(Your instructions)
Write out the data below again, substituting "Label" for every "Category" and keeping everything else unchanged. Leave the pictures out of your answer.

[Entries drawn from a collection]
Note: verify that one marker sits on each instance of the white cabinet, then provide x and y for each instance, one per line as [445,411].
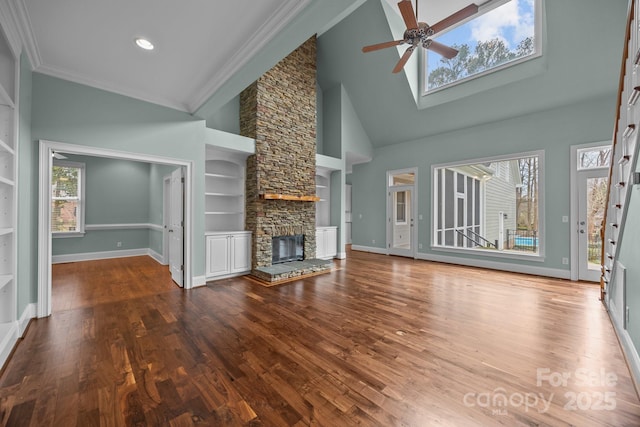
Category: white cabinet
[326,242]
[9,69]
[227,254]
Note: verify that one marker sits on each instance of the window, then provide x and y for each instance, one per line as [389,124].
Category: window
[489,205]
[497,36]
[401,207]
[594,157]
[67,198]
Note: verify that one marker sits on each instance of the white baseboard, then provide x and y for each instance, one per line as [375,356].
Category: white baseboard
[155,255]
[8,338]
[495,265]
[371,249]
[628,349]
[198,281]
[492,265]
[30,312]
[91,256]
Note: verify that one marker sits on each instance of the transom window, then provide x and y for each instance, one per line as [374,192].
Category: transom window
[594,157]
[503,32]
[67,198]
[489,205]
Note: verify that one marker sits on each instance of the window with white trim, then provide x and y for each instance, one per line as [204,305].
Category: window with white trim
[489,205]
[503,33]
[401,207]
[67,198]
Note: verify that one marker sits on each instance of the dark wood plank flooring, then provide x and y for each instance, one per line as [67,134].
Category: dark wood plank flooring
[380,341]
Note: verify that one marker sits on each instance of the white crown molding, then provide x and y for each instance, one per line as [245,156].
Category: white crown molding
[131,93]
[128,226]
[25,30]
[10,26]
[279,20]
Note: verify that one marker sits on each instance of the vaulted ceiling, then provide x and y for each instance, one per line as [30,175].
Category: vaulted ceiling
[577,64]
[208,51]
[199,44]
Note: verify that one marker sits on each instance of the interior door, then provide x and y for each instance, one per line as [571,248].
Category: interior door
[592,187]
[176,224]
[400,222]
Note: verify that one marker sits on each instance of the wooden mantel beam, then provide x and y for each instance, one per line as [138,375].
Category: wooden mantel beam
[271,196]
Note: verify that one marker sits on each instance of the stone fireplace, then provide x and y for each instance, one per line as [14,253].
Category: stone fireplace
[279,112]
[287,248]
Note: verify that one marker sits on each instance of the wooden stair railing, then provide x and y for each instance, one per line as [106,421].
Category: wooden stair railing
[614,143]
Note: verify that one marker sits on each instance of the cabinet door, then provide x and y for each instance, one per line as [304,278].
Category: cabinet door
[320,244]
[241,253]
[331,242]
[217,253]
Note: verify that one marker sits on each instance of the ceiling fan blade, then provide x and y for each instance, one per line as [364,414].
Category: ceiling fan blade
[405,57]
[444,50]
[409,16]
[460,15]
[382,45]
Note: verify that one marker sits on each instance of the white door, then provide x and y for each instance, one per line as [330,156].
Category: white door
[592,191]
[400,221]
[176,257]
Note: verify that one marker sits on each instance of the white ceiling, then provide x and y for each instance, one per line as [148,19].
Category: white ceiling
[432,11]
[199,43]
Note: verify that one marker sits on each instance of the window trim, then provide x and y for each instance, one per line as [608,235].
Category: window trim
[483,9]
[404,209]
[540,256]
[80,219]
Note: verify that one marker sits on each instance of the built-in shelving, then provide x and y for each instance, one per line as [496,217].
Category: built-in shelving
[323,191]
[9,69]
[224,192]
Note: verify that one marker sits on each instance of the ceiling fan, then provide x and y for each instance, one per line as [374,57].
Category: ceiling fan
[418,33]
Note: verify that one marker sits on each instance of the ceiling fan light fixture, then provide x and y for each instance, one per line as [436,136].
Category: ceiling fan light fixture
[143,43]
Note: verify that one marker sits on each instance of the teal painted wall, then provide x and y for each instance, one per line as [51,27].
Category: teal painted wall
[101,241]
[27,283]
[554,131]
[227,118]
[72,113]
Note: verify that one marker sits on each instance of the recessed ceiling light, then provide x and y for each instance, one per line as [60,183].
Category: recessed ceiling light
[144,43]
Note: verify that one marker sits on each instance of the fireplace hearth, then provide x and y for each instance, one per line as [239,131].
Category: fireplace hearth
[287,248]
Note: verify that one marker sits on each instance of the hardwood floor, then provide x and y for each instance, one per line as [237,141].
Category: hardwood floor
[380,341]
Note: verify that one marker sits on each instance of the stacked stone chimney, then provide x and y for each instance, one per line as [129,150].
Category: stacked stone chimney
[279,112]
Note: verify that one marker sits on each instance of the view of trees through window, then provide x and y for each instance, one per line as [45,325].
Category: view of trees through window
[65,199]
[490,205]
[497,37]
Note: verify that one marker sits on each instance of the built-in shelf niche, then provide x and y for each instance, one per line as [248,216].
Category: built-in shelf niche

(Full response)
Note: verify that one marker sits on each instance of the white cabinet, then provide x and y for each instance, one per line as [445,411].
Label: white cabinet
[326,242]
[9,69]
[227,254]
Note: verify that one marker sits on each instance of the window, then provide x and y for each instance, one per line as [389,124].
Label: window
[489,205]
[497,36]
[401,207]
[594,157]
[67,198]
Note: verify that one marker sits on each instance of the white baseboard, then provide x and y for each instance, one per line as [375,356].
Label: white baseboard
[155,255]
[8,338]
[495,265]
[371,249]
[628,349]
[198,281]
[492,265]
[30,312]
[91,256]
Note: verify that one marker sits on each instance of the transom window, then provide x and y for each instance, one per line as [374,192].
Label: transom window
[594,157]
[503,32]
[67,198]
[489,205]
Note: verify that one marker sits on each instance of the window with white trim, then provide x and y for each instance, one per line as [204,305].
Label: window with white trim
[489,205]
[503,33]
[401,207]
[67,198]
Note: verify that one marker sits on each instance of the dark wood plank flooring, then provide x and y for each instance, one per line as [67,134].
Label: dark wood plank flooring
[380,341]
Note: verify that one marker sits on each instance of the white crown molding, then provide x and y for each instance, one per line as [245,156].
Label: white crown molding
[131,93]
[128,226]
[25,30]
[10,26]
[279,20]
Note: verify that one marker sits on each instance of the vaulted ceiling, then provide x and y for each instance, one per line as [30,175].
Label: vaulted ceiling
[577,64]
[208,51]
[199,44]
Note: verify that one marker sits on each instance of the interior door, then provide x and y for each instance, one per line as [571,248].
Label: interior door
[592,187]
[176,224]
[400,222]
Note: verify that one marker sits on each instance of the wooden mantel beam, then provide x and y for each instance, one per line as [138,375].
Label: wooden mantel beam
[271,196]
Note: verify that one marker sits on each instance of the stone fireplace, then provide x and y for each instance, one per line as [14,253].
Label: stone fireplace
[279,112]
[287,248]
Note: verify that one marker sits on each instance of the wooden stair railing, then provide x and y for each instance, one per line as [106,421].
Label: wooden stair railing
[614,143]
Note: verify that one marker sits on each instance of the cabinet door, then provide x and y for each instance, one per line as [304,278].
Label: cabinet door
[320,244]
[241,253]
[331,242]
[217,253]
Note: verify that one marker sits on each instance of the ceiling fan blade, then provide x and y for each instance, one per line as [364,414].
Label: ceiling fan blade
[405,57]
[444,50]
[409,16]
[460,15]
[382,45]
Note: verify that one marker sits on each instance of the white door, then provide x and y for each instance, one per line as [330,156].
Label: white door
[592,191]
[400,221]
[176,257]
Note: verify that one marker sits on each instance of the white ceiling, then provide x and y for each instance, one per line as [148,19].
Label: white ceiling
[432,11]
[199,43]
Note: verify that one marker sits on each instance of the window trim, then provide x and y for each instance, one per line as [608,235].
Label: window trim
[483,9]
[404,209]
[540,256]
[80,219]
Note: verify that one marker sits on each instance of the built-in shelving, then provide x and y for each instance, one per line as [496,217].
Label: built-in shelving
[323,191]
[9,69]
[224,192]
Note: verify that one marker sits on each instance of the ceiling fan, then provide x and y for each instance, one per line as [374,57].
Label: ceiling fan
[418,33]
Note: verify that one marker sits on each instance of the ceiling fan light fixture, then provide x and y for each instance, one per line as [436,136].
Label: ceiling fan light fixture
[143,43]
Note: verify that one marker sits on each instance of the teal painted wall, then provide x and y for each instance, one per line as [51,27].
Label: teal painted wall
[101,241]
[27,283]
[554,131]
[227,118]
[72,113]
Note: verify that one marker sits on each instance of the recessed ceiling light, then provide x and y for each instance, one per line as [60,183].
Label: recessed ceiling light
[144,43]
Note: verify that one marker sits on each instance of the fireplace hearth, then provide x and y for each instance, one per line as [239,131].
Label: fireplace hearth
[287,248]
Note: verify that one marker sits on each instance of the hardwood floor, then provide x and y for each instance, one per line as [237,141].
Label: hardwood floor
[380,341]
Note: verify that one marker sits on each instance of the stacked stone chimney, then provide x and y for each instance, one per line as [129,150].
Label: stacked stone chimney
[279,112]
Note: verify that one marker sits on each instance of the view of trees through window, then provide x and y for each instance, one per line as [45,325].
Label: view of trees through window
[65,199]
[490,205]
[497,37]
Note: verify that one marker sits on each instance of the built-in shelf niche, then provide x and y for each instance, one per line as [248,216].
Label: built-in shelf niche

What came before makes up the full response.